INFORMATION
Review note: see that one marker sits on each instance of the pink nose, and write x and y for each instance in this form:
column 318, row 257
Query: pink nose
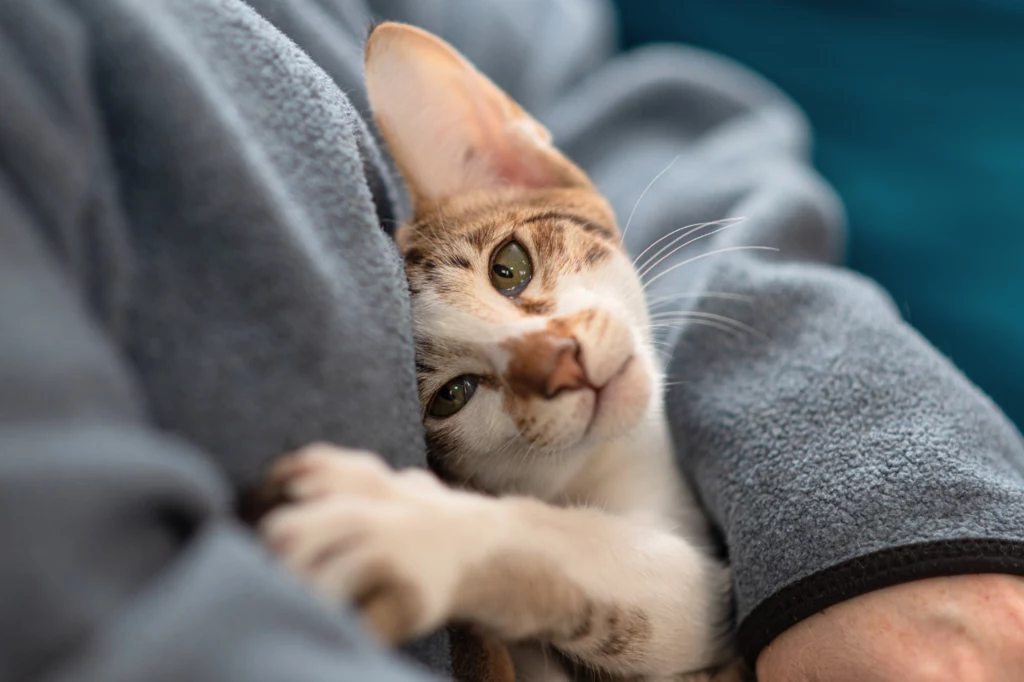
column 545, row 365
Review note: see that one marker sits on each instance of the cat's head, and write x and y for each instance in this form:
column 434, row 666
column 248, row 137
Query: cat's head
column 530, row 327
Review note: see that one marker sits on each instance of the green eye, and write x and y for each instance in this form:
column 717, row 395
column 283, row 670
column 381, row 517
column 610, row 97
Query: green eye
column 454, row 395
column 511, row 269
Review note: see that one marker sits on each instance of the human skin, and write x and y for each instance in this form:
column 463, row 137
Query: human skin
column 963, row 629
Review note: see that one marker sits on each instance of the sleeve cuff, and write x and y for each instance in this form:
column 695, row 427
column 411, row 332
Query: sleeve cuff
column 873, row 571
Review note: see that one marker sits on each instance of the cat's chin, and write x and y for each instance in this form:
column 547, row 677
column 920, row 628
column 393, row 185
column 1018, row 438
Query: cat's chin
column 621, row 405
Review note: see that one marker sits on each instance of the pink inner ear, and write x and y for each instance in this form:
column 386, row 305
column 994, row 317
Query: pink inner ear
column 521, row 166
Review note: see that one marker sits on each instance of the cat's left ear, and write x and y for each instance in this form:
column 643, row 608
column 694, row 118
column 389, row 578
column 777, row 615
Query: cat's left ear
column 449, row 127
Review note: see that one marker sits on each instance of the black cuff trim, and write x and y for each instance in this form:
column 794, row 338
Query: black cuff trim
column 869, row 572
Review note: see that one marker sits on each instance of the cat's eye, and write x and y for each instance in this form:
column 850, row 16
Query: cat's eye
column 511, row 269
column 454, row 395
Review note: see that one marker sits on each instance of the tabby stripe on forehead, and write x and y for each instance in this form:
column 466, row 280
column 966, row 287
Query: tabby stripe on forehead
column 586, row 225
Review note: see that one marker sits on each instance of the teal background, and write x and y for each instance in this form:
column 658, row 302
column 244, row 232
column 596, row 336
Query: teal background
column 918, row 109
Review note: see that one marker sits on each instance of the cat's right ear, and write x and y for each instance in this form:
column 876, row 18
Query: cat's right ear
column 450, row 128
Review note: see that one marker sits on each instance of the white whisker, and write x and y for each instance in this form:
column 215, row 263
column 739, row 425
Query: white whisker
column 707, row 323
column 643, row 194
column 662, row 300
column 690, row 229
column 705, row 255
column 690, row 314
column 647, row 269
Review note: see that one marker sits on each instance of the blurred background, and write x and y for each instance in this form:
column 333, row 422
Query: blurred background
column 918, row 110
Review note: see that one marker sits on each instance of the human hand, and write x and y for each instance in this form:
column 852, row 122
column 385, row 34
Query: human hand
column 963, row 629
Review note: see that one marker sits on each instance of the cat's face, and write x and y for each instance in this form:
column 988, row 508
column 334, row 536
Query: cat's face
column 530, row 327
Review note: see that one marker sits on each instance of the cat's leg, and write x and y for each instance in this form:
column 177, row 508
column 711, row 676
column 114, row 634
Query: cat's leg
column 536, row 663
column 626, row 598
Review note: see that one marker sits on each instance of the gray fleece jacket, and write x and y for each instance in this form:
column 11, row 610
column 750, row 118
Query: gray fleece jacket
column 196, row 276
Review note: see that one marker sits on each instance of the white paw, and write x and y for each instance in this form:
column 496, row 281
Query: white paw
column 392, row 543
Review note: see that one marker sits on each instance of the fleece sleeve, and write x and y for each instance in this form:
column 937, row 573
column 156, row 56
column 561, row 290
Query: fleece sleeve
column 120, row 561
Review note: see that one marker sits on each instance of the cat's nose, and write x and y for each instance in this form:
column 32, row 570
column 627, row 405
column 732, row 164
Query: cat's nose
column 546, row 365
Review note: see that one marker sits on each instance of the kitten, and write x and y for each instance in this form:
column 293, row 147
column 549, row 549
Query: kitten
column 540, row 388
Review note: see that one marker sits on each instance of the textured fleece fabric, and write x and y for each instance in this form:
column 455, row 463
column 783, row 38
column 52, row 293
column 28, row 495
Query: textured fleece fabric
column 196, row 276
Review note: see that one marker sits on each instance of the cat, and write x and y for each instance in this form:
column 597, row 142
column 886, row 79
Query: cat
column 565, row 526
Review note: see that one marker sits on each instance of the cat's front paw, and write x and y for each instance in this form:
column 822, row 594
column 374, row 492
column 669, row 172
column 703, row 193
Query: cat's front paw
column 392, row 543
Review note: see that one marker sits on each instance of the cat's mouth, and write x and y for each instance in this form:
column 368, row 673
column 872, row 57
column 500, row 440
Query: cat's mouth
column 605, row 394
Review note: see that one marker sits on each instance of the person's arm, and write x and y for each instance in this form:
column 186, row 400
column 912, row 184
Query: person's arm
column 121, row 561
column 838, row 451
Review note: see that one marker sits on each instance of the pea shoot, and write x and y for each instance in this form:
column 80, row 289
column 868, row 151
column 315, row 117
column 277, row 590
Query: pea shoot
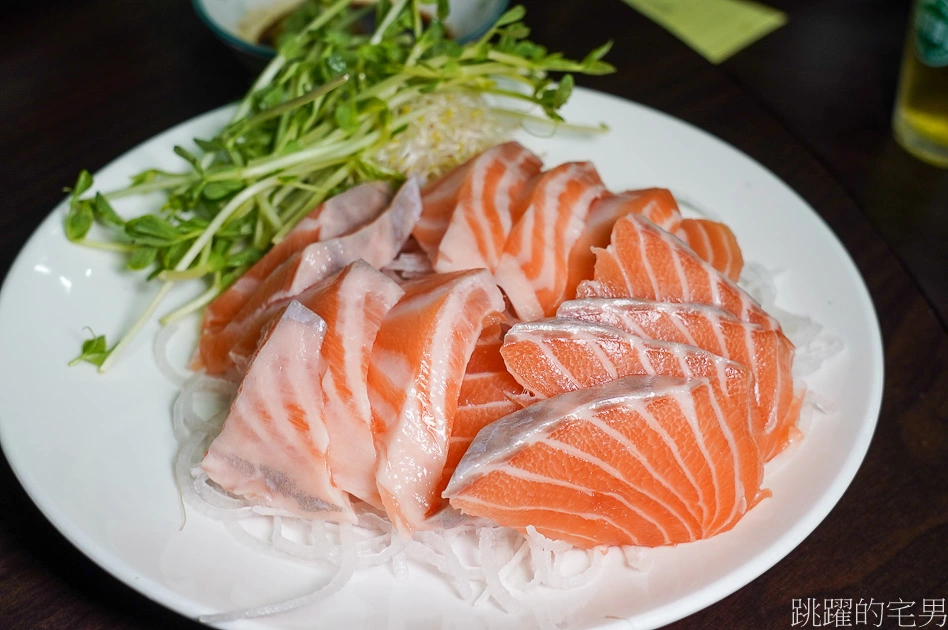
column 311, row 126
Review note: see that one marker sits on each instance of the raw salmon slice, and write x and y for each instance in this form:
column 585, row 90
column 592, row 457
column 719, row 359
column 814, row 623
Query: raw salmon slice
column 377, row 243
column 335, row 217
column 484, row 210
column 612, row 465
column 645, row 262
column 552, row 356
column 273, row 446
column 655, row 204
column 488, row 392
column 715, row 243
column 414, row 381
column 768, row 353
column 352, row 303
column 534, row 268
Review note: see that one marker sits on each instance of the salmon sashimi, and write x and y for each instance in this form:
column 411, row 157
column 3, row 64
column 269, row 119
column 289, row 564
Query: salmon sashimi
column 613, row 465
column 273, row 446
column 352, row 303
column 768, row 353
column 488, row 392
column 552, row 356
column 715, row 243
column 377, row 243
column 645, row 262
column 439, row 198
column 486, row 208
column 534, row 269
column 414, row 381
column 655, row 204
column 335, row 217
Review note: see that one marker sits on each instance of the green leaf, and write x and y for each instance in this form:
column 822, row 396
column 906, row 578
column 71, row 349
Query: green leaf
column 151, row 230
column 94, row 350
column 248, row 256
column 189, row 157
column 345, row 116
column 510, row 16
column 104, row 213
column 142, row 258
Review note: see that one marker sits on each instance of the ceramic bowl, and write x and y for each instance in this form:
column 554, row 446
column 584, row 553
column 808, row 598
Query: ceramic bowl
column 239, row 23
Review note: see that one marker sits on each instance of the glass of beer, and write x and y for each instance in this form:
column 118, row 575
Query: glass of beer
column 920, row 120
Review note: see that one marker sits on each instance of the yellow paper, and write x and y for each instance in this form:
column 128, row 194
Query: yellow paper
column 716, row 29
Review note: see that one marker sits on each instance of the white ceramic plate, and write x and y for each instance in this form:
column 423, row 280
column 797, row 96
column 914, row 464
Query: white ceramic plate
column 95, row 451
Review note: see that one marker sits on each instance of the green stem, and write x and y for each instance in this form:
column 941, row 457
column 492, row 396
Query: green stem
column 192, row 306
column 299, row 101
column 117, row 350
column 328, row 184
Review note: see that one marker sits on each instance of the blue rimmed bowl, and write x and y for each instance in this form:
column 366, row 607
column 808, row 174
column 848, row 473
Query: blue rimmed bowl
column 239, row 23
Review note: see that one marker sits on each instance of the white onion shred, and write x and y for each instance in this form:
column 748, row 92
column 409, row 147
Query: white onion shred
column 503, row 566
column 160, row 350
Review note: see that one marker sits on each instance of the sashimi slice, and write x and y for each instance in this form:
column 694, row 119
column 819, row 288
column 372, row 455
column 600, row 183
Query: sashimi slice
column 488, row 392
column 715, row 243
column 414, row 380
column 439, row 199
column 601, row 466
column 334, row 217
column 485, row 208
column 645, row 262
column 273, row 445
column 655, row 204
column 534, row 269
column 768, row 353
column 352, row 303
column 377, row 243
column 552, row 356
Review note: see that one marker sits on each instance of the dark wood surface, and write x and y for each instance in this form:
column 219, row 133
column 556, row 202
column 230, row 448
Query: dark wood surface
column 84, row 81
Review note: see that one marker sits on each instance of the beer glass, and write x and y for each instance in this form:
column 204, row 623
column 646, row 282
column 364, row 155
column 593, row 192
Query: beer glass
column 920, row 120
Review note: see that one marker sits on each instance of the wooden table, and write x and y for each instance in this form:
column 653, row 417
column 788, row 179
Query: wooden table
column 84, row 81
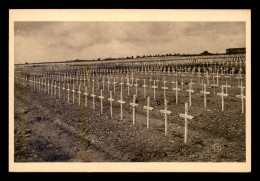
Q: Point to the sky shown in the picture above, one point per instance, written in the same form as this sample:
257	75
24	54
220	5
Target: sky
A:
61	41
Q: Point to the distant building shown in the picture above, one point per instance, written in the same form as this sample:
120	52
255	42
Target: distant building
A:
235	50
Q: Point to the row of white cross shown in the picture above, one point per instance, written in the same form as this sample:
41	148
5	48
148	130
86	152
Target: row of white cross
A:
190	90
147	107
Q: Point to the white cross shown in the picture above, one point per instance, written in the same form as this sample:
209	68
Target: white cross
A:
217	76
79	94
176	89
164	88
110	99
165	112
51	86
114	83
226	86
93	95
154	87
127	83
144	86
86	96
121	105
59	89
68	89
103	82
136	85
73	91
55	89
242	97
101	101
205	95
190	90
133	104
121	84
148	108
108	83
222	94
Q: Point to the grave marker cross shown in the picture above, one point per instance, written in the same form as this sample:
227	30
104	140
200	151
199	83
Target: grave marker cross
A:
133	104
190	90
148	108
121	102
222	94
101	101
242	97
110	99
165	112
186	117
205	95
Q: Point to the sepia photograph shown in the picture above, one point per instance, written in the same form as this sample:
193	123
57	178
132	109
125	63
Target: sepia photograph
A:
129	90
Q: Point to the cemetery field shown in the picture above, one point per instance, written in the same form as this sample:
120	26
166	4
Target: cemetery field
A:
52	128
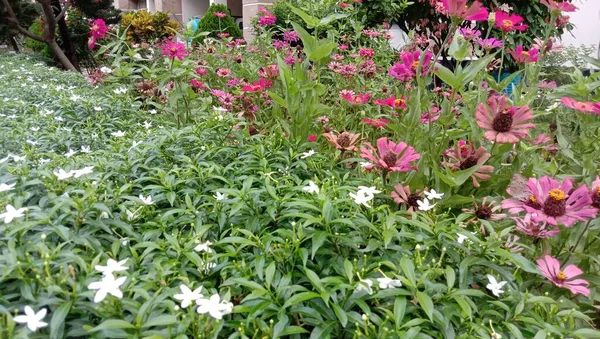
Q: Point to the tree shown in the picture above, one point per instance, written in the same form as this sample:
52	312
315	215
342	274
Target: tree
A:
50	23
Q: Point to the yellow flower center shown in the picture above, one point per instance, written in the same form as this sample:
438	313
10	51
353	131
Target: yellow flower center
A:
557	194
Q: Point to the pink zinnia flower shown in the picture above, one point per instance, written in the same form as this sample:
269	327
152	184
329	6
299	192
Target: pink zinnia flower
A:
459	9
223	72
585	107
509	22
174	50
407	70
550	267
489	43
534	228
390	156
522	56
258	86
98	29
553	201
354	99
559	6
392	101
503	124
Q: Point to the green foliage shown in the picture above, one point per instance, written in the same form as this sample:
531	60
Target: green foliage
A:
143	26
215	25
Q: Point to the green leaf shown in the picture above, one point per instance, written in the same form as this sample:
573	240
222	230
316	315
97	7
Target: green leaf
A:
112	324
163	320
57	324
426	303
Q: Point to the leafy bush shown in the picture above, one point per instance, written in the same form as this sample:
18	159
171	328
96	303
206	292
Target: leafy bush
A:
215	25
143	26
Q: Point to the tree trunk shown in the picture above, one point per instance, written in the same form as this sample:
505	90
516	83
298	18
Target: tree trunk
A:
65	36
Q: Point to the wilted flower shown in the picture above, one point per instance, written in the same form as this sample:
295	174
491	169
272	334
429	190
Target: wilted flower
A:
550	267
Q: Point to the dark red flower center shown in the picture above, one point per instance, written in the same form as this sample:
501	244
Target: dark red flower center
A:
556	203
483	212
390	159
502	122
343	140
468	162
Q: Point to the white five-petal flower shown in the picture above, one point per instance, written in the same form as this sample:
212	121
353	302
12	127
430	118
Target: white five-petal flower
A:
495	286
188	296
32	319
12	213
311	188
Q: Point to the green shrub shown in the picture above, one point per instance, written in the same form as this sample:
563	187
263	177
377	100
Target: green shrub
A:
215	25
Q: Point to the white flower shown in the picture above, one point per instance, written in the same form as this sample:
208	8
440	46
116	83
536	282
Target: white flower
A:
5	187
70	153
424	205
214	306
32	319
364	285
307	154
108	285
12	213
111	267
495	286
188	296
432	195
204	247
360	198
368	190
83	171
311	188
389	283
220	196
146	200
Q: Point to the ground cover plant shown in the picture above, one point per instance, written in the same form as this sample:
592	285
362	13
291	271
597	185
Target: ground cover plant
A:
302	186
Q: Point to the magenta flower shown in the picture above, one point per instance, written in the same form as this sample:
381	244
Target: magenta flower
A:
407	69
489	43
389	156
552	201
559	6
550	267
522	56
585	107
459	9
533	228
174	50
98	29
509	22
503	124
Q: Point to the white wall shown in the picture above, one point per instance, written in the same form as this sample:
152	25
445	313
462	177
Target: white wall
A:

WORK ORDER
Reproduce every line from the entries that holds the word "zinnia".

RESPONSE TO THE TASK
Q: Point to the pink zinnia flower shown in the picture above, one point per instance, written in the same form as this sample:
Target: pink zinnia flower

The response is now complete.